*PAGE EXCERPT*.
==============================
Greco-Roman wrestling at the Basilica of Maxentius, Rome Olympics, August 1960. Credit: George Silk/LIFE
Perhaps no year in recent decades has posed more of a struggle for academic job seekers that the current one. And for PhDs in Classics and Archaeology, the 2008/9 season has proved especially tough.
So it’s doubly good news that in the last weeks two recent Rutgers PhDs in Classics have landed highly desirable tenure-track positions. [Is this true? I haven’t seen it in Famae Volent—Ed.]
Gregory K. Golden (BA Penn, MA Chicago, MLitt Oxford [New College], PhD 2008 Rutgers) will join the History faculty of Rhode Island College (Providence RI) as an assistant professor. This current year Greg has been teaching Western Civilization for the Rutgers-Newark Department of History as well as Medieval Latin for Rutgers-New Brunswick Classics.
Michael Johnson (BA Truman State, MA UNC-Chapel Hill, Fellow of the American Academy in Rome’07, PhD 2007 Rutgers) moves to Nashville TN in September 2009 to start as an assistant professor of Classical Studies at Vanderbilt University. Mike is presently in his second year as Visiting Assistant Professor at Davidson College in North Carolina.
RU Commencement May 08, from left: Golden, TC Brennan, Johnson
Here’s a factoid worth noting. All Rutgers PhDs in Classics this decade have received immediately on graduation an academic appointment in their field. As of September 2009 virtually all will be tenured or tenure track. Here’s the roster:
PhD 2008 Ryan C. Fowler
Dissertation: “The Platonic Rhetor in the Second Sophistic”
==============================
*JOB 1*. Name every person the post about Rutgers Classics PhDs mentions by name.
*JOB 2*. Translate this sentence from the post about Rutgers Classics PhDs into Spanish: "All Rutgers PhDs in Classics this decade have received immediately on graduation an academic appointment in their field."
The records that follow are separate material, unrelated to the post about Rutgers Classics PhDs.

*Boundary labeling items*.
==============================
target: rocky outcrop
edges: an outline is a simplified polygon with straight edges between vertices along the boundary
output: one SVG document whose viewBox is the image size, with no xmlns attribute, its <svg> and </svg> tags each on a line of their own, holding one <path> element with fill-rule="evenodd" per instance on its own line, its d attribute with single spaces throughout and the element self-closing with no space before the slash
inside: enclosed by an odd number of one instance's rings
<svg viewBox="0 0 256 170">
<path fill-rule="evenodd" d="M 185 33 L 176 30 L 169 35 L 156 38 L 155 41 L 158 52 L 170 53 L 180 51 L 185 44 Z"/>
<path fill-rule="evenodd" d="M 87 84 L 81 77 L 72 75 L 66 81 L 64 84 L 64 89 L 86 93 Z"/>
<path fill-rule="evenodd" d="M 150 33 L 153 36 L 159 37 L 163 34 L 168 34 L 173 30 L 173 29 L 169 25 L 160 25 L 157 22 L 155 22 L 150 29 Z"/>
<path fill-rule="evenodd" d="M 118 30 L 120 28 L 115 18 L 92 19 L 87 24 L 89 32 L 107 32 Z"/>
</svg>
==============================
*FINAL RESULT 1*.
George Silk
Gregory K. Golden
Michael Johnson
TC Brennan
Ryan C. Fowler

*FINAL RESULT 2*. Todos los doctores en Clásicas de Rutgers de esta década han recibido, inmediatamente al graduarse, un nombramiento académico en su campo.